Easy Operations and Maintenance
Our incinerators are designed to allow for easy operability when it comes to feeding, stoking and ash removal. Our main doors are large enough to allow for the easy inspections and access for maintenance when required. Our HMI provides clear and concise instructions to the operator with regards to temperature, hours until next service, and error explanations.
Easy diagnostics
Our HMI screens provide clear and easy to understand error messages, along with complete performance and error logs to enable operators or maintenance staff to diagnose issues.
Performance and compliance
Logs are stored for up to 360 days on the following metrics to assist with Quality Control and Regulatory Compliance:
- Temperature
- Start / Stop times
- Errors
User Security
We provide multiple user levels on the Control System, with tailored permissions:
• Operators
• Site Engineers
What You Need to Know About Incineration
Incineration is a method of waste management employed to process various types of wastes including municipal, biosolids, hazardous, non-hazardous industrial, medical, as well as other liquid residues and potentially harmful gases. Through this method, wastes are transformed into flue gas, ash, and heat. The resulting ash predominantly consists of non-combustible inorganic substances.
Incineration offers the following potential advantages:
- Volume reduction
- Detoxification
- Environmental impact mitigation
- Regulatory compliance
- Energy recovery
- Stabilization in landfills
- Detoxification and sterilization
It’s essential to understand that only substances that can burn will undergo incineration. Non-combustible materials will end up as either ash or flue gas, depending on their boiling points.
- Municipal solid waste (MSW)
- Industrial waste
- Medical waste
- Animal carcasses and animal waste
- Hazardous waste
- Food waste
- Glass
- Metal
- Sand
- Stones
- Concrete and Bricks
Sizing an Incinerator
Different waste types will also burn at different rates, and thus affect the actual incinerator throughput. This is an important consideration to keep in mind when sizing an incinerator. When trying to determine the required incinerator size, we usually work backwards by determining:
- How much waste will be produced per month?
- What is the composition of this waste?
- How many days per week, and hours per day, will we be operating?
- What is the altitude of the site?
After determining the above, we can work out the incinerator throughput requirement, by considering the rate at which different waste will burn. The factors that influence this are:
- Nett calorific value (CV) of the waste
- Moisture content of the waste
- Density of the waste
- How the waste is packaged
Incinerator Air Pollution Control
Incinerator emissions has become a major issue around the world. We incorporate several technologies to reduce emissions on all our incinerators, but depending on your location and waste being incinerated, more advanced Air Pollution Control might be required, such as:
- Wet Scrubbing
- Dry Gas Scrubbing – Absorption (for acid gasses) & Adsorption (for heavy metals and Dioxins)
- Bag Filtration
- Ceramic Filtration
Other Considerations
- Where will waste be stored before incineration?
- How will waste be moved from storage to the incinerator?
- Will a shredder be required?
- Is a manual or auto feeder required?
- What auxiliary fuel will be used, LFO (diesel), LPG, Natural Gas, or Dual fuels?
- Is there a requirement to burn waste oil?
- What is the plantroom ventilation requirement?

###

**Task set:**
• a. Write out the part of the incinerator text starting at "After determining the" and ending at "to the incinerator?".
• b. Answer these questions from the incinerator text:
(i) For up to how many days are logs stored?
(ii) What three things are wastes transformed into through incineration?
(iii) Which user levels are listed for the Control System?
• c. List every kind of more advanced Air Pollution Control that the incinerator text names.
The items after this text are separate material and have nothing to do with it.

[Collected data entries]
###

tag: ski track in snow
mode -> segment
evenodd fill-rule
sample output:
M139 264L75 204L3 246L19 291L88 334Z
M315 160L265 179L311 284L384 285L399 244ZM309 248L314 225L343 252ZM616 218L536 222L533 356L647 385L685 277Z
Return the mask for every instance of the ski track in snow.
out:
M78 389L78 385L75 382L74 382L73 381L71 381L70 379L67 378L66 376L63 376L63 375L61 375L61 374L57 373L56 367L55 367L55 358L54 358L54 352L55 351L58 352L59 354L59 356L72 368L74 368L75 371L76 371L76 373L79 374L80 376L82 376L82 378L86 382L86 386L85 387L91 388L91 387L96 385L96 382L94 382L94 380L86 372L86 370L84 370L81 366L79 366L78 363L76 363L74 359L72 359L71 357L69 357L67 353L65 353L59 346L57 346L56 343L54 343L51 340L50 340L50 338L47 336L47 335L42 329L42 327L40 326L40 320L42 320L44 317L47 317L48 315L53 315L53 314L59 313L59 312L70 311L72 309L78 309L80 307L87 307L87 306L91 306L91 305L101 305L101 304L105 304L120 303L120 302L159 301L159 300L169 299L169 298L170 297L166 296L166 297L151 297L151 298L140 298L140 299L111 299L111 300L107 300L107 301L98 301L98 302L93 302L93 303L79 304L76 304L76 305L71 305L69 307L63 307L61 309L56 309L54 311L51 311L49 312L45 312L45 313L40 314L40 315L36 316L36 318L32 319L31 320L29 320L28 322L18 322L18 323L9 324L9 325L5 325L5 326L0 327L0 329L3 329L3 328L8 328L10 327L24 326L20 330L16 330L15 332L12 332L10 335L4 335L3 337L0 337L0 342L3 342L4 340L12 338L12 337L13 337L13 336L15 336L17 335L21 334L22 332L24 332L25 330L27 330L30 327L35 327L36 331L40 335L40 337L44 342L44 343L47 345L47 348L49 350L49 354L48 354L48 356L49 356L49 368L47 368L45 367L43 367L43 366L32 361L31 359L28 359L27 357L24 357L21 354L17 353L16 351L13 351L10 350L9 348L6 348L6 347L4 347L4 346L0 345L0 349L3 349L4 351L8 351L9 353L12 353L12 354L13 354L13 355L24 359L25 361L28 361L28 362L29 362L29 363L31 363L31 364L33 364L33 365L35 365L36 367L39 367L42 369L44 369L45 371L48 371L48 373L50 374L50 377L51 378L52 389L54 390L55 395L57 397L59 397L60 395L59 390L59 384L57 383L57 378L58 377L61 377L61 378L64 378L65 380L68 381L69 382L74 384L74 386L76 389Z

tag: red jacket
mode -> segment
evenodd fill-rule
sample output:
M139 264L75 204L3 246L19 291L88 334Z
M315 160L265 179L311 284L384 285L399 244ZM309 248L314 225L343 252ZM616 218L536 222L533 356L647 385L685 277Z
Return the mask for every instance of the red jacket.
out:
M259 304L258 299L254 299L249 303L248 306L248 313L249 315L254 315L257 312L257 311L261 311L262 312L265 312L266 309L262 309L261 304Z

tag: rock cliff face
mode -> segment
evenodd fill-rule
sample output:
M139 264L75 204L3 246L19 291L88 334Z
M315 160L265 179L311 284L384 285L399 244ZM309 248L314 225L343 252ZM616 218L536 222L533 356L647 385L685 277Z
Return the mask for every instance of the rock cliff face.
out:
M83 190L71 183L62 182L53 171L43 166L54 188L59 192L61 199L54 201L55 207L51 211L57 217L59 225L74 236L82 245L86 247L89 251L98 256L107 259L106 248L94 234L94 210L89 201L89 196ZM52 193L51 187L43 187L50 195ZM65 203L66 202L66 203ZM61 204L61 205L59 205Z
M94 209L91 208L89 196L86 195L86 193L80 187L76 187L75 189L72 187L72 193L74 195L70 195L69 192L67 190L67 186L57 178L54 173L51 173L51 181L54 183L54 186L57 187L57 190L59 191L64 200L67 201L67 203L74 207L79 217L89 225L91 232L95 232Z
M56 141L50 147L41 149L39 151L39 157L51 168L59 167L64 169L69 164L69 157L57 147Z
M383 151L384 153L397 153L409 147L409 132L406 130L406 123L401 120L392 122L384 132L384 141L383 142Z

###

**Per-task outputs:**
• a.
After determining the above, we can work out the incinerator throughput requirement, by considering the rate at which different waste will burn. The factors that influence this are:
- Nett calorific value (CV) of the waste
- Moisture content of the waste
- Density of the waste
- How the waste is packaged
Incinerator Air Pollution Control
Incinerator emissions has become a major issue around the world. We incorporate several technologies to reduce emissions on all our incinerators, but depending on your location and waste being incinerated, more advanced Air Pollution Control might be required, such as:
- Wet Scrubbing
- Dry Gas Scrubbing – Absorption (for acid gasses) & Adsorption (for heavy metals and Dioxins)
- Bag Filtration
- Ceramic Filtration
Other Considerations
- Where will waste be stored before incineration?
- How will waste be moved from storage to the incinerator?

• b.
(i) Up to 360 days.
(ii) Flue gas, ash, and heat.
(iii) Operators and Site Engineers.

• c.
- Wet Scrubbing
- Dry Gas Scrubbing – Absorption (for acid gasses) & Adsorption (for heavy metals and Dioxins)
- Bag Filtration
- Ceramic Filtration